**PROBLEM TO WORK ON:** Whatever the records below hold, copy it all out exactly.

**SOURCE DATA:**

....................

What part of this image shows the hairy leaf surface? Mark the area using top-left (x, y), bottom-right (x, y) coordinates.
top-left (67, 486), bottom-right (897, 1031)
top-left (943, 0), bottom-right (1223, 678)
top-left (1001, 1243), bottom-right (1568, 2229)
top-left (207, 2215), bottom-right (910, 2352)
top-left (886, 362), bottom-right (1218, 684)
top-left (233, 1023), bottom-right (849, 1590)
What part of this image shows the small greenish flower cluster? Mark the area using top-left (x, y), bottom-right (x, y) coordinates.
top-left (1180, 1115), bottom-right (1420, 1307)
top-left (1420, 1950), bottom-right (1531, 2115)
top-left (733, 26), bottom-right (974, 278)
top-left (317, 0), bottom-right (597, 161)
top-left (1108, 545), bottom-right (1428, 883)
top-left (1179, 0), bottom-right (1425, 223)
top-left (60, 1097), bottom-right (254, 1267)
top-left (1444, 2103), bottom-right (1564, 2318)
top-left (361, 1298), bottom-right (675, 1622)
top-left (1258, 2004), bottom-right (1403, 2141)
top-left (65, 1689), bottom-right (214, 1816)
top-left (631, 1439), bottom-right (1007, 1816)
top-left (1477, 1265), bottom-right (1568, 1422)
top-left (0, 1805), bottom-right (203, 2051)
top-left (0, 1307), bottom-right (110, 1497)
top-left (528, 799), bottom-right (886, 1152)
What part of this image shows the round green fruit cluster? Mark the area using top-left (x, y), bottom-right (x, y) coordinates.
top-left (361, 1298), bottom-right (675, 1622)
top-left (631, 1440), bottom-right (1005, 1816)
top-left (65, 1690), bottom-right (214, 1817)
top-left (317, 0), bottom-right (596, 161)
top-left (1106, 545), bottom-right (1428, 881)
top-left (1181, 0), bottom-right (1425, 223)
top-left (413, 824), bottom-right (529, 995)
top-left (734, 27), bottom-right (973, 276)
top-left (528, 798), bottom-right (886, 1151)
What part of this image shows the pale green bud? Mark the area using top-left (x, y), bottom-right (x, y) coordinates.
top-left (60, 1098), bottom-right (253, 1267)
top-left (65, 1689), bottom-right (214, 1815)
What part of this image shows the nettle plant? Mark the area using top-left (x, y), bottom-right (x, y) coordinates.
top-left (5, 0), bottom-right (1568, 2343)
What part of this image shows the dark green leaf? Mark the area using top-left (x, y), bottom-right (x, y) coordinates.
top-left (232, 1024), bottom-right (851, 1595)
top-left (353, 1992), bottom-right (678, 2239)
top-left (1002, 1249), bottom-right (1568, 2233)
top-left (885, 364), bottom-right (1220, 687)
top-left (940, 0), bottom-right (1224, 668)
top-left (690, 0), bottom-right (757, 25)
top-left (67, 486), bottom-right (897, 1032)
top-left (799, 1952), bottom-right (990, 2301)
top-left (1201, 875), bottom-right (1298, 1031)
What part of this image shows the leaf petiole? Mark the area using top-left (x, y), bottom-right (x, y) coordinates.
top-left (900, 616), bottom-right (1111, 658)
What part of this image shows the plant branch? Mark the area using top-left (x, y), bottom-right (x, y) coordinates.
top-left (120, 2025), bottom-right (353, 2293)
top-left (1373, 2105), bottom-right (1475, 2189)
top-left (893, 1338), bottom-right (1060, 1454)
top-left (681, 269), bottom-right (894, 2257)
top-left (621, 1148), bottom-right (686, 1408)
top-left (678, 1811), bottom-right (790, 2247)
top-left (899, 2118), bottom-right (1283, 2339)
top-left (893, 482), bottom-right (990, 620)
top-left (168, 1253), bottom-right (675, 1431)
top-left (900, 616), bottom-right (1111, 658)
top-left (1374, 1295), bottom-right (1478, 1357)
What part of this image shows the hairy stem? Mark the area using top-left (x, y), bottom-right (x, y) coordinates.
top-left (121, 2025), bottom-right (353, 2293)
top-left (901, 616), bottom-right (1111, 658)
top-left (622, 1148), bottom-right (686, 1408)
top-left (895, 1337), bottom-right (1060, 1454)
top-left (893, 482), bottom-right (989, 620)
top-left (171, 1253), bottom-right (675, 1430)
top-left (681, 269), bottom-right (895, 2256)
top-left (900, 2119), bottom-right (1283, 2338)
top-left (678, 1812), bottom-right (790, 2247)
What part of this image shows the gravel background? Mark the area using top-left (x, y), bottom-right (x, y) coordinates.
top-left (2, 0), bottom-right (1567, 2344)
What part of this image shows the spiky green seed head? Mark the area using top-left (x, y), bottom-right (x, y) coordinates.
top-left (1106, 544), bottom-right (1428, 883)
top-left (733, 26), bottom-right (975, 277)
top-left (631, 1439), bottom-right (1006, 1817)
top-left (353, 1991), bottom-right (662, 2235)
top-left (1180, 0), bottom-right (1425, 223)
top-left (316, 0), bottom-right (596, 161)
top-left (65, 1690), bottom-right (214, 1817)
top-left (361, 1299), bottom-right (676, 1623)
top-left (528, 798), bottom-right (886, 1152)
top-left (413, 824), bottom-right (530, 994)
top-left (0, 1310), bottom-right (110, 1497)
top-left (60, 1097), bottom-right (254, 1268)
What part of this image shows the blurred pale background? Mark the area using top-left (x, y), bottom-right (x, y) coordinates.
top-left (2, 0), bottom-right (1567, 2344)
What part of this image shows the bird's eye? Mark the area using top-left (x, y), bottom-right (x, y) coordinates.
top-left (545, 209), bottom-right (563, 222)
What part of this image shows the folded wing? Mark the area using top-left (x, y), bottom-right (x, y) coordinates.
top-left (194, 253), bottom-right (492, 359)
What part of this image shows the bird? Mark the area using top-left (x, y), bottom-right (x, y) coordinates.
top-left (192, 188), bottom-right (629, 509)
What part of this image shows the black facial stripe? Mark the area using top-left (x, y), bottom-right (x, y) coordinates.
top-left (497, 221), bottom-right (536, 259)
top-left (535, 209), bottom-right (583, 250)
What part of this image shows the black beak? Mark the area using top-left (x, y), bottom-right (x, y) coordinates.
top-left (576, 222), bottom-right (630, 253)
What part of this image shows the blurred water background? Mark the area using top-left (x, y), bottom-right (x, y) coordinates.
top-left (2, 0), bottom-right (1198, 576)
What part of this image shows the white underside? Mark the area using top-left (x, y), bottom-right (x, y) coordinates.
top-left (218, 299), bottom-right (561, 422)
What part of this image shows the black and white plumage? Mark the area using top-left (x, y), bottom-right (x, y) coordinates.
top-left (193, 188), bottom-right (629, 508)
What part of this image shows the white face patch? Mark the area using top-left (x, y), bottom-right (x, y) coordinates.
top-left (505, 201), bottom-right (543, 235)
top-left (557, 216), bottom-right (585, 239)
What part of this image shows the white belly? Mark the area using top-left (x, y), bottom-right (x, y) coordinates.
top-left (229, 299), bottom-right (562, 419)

....................

**SOLUTION FOR THIS EXERCISE:**
What part of this image shows the hairy leaf surface? Mark the area using top-left (x, y), bottom-right (x, y) coordinates.
top-left (67, 486), bottom-right (897, 1031)
top-left (943, 0), bottom-right (1223, 678)
top-left (1001, 1243), bottom-right (1568, 2229)
top-left (207, 2215), bottom-right (910, 2352)
top-left (886, 362), bottom-right (1218, 684)
top-left (233, 1023), bottom-right (849, 1590)
What part of this image shows the small greenish flower cluster? Mark the area using top-left (x, y), bottom-right (x, y) coordinates.
top-left (1180, 1115), bottom-right (1420, 1307)
top-left (1420, 1950), bottom-right (1531, 2115)
top-left (733, 26), bottom-right (974, 278)
top-left (317, 0), bottom-right (597, 161)
top-left (1108, 545), bottom-right (1428, 883)
top-left (1179, 0), bottom-right (1425, 223)
top-left (60, 1097), bottom-right (254, 1267)
top-left (1444, 2103), bottom-right (1564, 2318)
top-left (361, 1298), bottom-right (675, 1622)
top-left (1258, 2004), bottom-right (1403, 2141)
top-left (65, 1689), bottom-right (214, 1816)
top-left (631, 1439), bottom-right (1007, 1816)
top-left (1477, 1265), bottom-right (1568, 1422)
top-left (0, 1805), bottom-right (203, 2051)
top-left (0, 1307), bottom-right (110, 1497)
top-left (528, 799), bottom-right (886, 1152)
What part of this image shows the round green fruit cluster? Mark the area using top-left (x, y), bottom-right (x, y) coordinates.
top-left (361, 1298), bottom-right (675, 1622)
top-left (631, 1440), bottom-right (1005, 1816)
top-left (65, 1690), bottom-right (214, 1817)
top-left (317, 0), bottom-right (596, 161)
top-left (1106, 545), bottom-right (1428, 881)
top-left (1181, 0), bottom-right (1425, 223)
top-left (413, 824), bottom-right (529, 995)
top-left (734, 27), bottom-right (973, 276)
top-left (528, 798), bottom-right (886, 1151)
What part of this image shows the pale green bud? Mark the area using top-left (x, y), bottom-right (x, y) coordinates.
top-left (60, 1098), bottom-right (253, 1267)
top-left (65, 1689), bottom-right (214, 1815)
What part of this image shows the nettle plant? Mark the area using top-left (x, y), bottom-right (x, y) coordinates.
top-left (5, 0), bottom-right (1568, 2343)
What part of this image shows the dark green leaf? Mark the area using top-left (x, y), bottom-right (x, y) coordinates.
top-left (232, 1024), bottom-right (851, 1595)
top-left (353, 1992), bottom-right (678, 2239)
top-left (1002, 1249), bottom-right (1568, 2233)
top-left (885, 364), bottom-right (1220, 687)
top-left (940, 0), bottom-right (1224, 668)
top-left (690, 0), bottom-right (757, 25)
top-left (67, 486), bottom-right (897, 1032)
top-left (799, 1952), bottom-right (990, 2301)
top-left (1201, 875), bottom-right (1298, 1031)
What part of this image shows the leaf petiole? Mark the area using top-left (x, y), bottom-right (x, y) coordinates.
top-left (900, 616), bottom-right (1111, 658)
What part of this image shows the plant branch? Mark the area using top-left (x, y), bottom-right (x, y) coordinates.
top-left (120, 2025), bottom-right (353, 2293)
top-left (1373, 2105), bottom-right (1475, 2189)
top-left (893, 1338), bottom-right (1060, 1454)
top-left (681, 269), bottom-right (894, 2257)
top-left (621, 1148), bottom-right (686, 1408)
top-left (678, 1811), bottom-right (790, 2247)
top-left (899, 2118), bottom-right (1283, 2339)
top-left (893, 482), bottom-right (990, 620)
top-left (168, 1253), bottom-right (675, 1431)
top-left (900, 616), bottom-right (1111, 658)
top-left (1374, 1295), bottom-right (1478, 1357)
What part of this image shows the hairy stem? Mark the area using top-left (x, y), bottom-right (x, y) coordinates.
top-left (121, 2025), bottom-right (353, 2293)
top-left (901, 616), bottom-right (1111, 658)
top-left (622, 1148), bottom-right (686, 1408)
top-left (895, 1337), bottom-right (1060, 1454)
top-left (893, 482), bottom-right (989, 620)
top-left (171, 1253), bottom-right (675, 1430)
top-left (681, 269), bottom-right (895, 2256)
top-left (900, 2119), bottom-right (1283, 2338)
top-left (678, 1812), bottom-right (790, 2247)
What part of this image shows the gravel background? Mark the area using top-left (x, y), bottom-right (x, y) coordinates.
top-left (2, 0), bottom-right (1567, 2344)
What part of this image shows the spiky green seed head? Mark the area using top-left (x, y), bottom-right (x, y) coordinates.
top-left (1106, 544), bottom-right (1428, 883)
top-left (733, 26), bottom-right (975, 277)
top-left (631, 1439), bottom-right (1006, 1817)
top-left (353, 1991), bottom-right (662, 2235)
top-left (1180, 0), bottom-right (1425, 223)
top-left (316, 0), bottom-right (596, 161)
top-left (65, 1690), bottom-right (214, 1817)
top-left (361, 1299), bottom-right (676, 1623)
top-left (528, 798), bottom-right (886, 1152)
top-left (413, 824), bottom-right (530, 994)
top-left (0, 1310), bottom-right (110, 1497)
top-left (60, 1097), bottom-right (254, 1268)
What part of this image shows the blurred pale background? Mark the area using top-left (x, y), bottom-right (x, y) coordinates.
top-left (2, 0), bottom-right (1567, 2344)
What part of this image shows the bird's eye? Mark the area using top-left (x, y), bottom-right (x, y) coordinates.
top-left (545, 209), bottom-right (563, 222)
What part of this image shows the folded wing? Mark the area using top-left (x, y), bottom-right (x, y) coordinates.
top-left (194, 253), bottom-right (492, 359)
What part of this image shows the bird? Mark the area using top-left (x, y), bottom-right (x, y) coordinates.
top-left (192, 188), bottom-right (629, 509)
What part of this image shows the black facial stripe? Mark the area using top-left (x, y), bottom-right (x, y) coordinates.
top-left (497, 221), bottom-right (536, 259)
top-left (535, 209), bottom-right (583, 250)
What part of this image shows the black beak? Mark the area using top-left (x, y), bottom-right (x, y) coordinates.
top-left (576, 222), bottom-right (630, 253)
What part of this image shows the blurred water background? Mark the area using top-left (x, y), bottom-right (x, y) coordinates.
top-left (2, 0), bottom-right (1198, 576)
What part of this image shows the white underside? Mark the area using top-left (x, y), bottom-right (x, y) coordinates.
top-left (218, 299), bottom-right (561, 422)
What part of this image shows the black and white plumage? Mark the area using top-left (x, y), bottom-right (x, y) coordinates.
top-left (193, 188), bottom-right (629, 508)
What part of this image shows the white face patch? Mark the area using top-left (x, y), bottom-right (x, y) coordinates.
top-left (505, 201), bottom-right (543, 235)
top-left (557, 216), bottom-right (585, 239)
What part of this image shows the white belly? Mark the area using top-left (x, y), bottom-right (x, y) coordinates.
top-left (229, 299), bottom-right (562, 419)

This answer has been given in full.